• Given exercise A
Answer each question from the strncpy review.
(i) Which file does the reviewer say has "POWER9/PPC64"?
(ii) What wording does the reviewer suggest in place of "up to the next 16B boundary"?
(iii) Which instruction should replace "cmpwi"?
• Given exercise B
Repeat the portion of the strncpy review between "Trivial nit, I" and "implementation for PowerPC64/POWER9.", inclusive, with no changes.
[BEGIN Provided passage]
Trivial nit, I think the above two lines need two extra spaces.
Paul A. Clarke Aug. 28, 2020, 7:12 p.m. UTC | #3
On Thu, Aug 20, 2020 at 03:29:16PM -0300, Raphael Moreira Zinsly via Libc-alpha wrote:
> Similar to the strcpy P9 optimization, this version uses VSX to improve
> performance.
> ---

> diff --git a/sysdeps/powerpc/powerpc64/le/power9/strncpy.S b/sysdeps/powerpc/powerpc64/le/power9/strncpy.S
> new file mode 100644
> index 0000000000..cde68384d4
> --- /dev/null
> +++ b/sysdeps/powerpc/powerpc64/le/power9/strncpy.S
> @@ -0,0 +1,276 @@
> +/* Optimized strncpy implementation for PowerPC64/POWER9.

sysdeps/powerpc/powerpc64/multiarch/strncpy-power9.S below, has
"POWER9/PPC64".  Can we make these consistent?  Can we just say
"POWER9"? Do we need to indicate little-endian only?

> +   Copyright (C) 2020 Free Software Foundation, Inc.
> +   This file is part of the GNU C Library.
> +
> +   The GNU C Library is free software; you can redistribute it and/or
> +   modify it under the terms of the GNU Lesser General Public
> +   License as published by the Free Software Foundation; either
> +   version 2.1 of the License, or (at your option) any later version.
> +
> +   The GNU C Library is distributed in the hope that it will be useful,
> +   but WITHOUT ANY WARRANTY; without even the implied warranty of
> +   MERCHANTABILITY or FITNESS FOR A PARTICULAR PURPOSE.  See the GNU
> +   Lesser General Public License for more details.
> +
> +   You should have received a copy of the GNU Lesser General Public
> +   License along with the GNU C Library; if not, see
> +   <https://www.gnu.org/licenses/>.  */
> +
> +#include <sysdep.h>
> +
> +# ifndef STRNCPY
> +#  define FUNC_NAME strncpy
> +# else
> +#  define FUNC_NAME STRNCPY
> +# endif
> +
> +/* Implements the function
> +
> +   char * [r3] strncpy (char *dest [r3], const char *src [r4], size_t n [r5])
> +
> +   The implementation can load bytes past a null terminator, but only
> +   up to the next 16B boundary, so it never crosses a page.  */

nit, subjective: "up to the next 16-byte aligned address"

> +
> +.machine power9
> +ENTRY_TOCLESS (FUNC_NAME, 4)
> +	CALL_MCOUNT 2
> +
> +	cmpwi   r5, 0

This should be "cmpdi".
[END Provided passage]
[BEGIN Provided records]
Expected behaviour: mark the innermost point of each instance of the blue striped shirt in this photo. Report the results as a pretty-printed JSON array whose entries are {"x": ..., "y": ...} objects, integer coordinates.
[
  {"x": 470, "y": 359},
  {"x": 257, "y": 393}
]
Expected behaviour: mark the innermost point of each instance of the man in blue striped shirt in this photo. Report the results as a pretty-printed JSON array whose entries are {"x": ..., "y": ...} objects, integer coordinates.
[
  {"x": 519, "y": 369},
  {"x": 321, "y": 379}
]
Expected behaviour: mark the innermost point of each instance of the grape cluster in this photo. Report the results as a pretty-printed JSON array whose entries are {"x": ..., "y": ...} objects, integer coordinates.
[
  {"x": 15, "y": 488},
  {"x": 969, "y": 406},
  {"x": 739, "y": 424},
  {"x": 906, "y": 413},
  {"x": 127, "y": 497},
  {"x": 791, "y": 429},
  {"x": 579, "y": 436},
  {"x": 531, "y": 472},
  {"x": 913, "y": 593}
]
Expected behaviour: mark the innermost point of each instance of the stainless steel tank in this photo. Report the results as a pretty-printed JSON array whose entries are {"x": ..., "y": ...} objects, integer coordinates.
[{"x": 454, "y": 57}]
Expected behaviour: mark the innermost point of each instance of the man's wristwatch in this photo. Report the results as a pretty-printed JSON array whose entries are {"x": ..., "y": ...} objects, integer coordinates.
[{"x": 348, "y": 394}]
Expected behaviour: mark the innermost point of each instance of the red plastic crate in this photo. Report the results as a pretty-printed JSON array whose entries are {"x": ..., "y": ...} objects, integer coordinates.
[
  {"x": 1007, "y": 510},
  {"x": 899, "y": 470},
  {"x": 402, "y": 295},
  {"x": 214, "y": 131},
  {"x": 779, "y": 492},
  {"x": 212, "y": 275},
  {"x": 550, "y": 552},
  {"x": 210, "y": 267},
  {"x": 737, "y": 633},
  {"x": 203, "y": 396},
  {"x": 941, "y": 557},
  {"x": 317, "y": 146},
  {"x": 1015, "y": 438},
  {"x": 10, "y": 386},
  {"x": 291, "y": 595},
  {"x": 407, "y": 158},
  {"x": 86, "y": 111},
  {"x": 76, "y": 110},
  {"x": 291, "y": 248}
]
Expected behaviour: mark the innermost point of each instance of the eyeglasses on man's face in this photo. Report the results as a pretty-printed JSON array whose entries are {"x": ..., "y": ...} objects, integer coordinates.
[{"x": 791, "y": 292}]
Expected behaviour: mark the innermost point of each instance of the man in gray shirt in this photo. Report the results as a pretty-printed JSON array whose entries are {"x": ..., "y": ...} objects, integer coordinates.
[END Provided records]
• Exercise result A
(i) sysdeps/powerpc/powerpc64/multiarch/strncpy-power9.S
(ii) "up to the next 16-byte aligned address"
(iii) cmpdi

• Exercise result B
Trivial nit, I think the above two lines need two extra spaces.
Paul A. Clarke Aug. 28, 2020, 7:12 p.m. UTC | #3
On Thu, Aug 20, 2020 at 03:29:16PM -0300, Raphael Moreira Zinsly via Libc-alpha wrote:
> Similar to the strcpy P9 optimization, this version uses VSX to improve
> performance.
> ---

> diff --git a/sysdeps/powerpc/powerpc64/le/power9/strncpy.S b/sysdeps/powerpc/powerpc64/le/power9/strncpy.S
> new file mode 100644
> index 0000000000..cde68384d4
> --- /dev/null
> +++ b/sysdeps/powerpc/powerpc64/le/power9/strncpy.S
> @@ -0,0 +1,276 @@
> +/* Optimized strncpy implementation for PowerPC64/POWER9.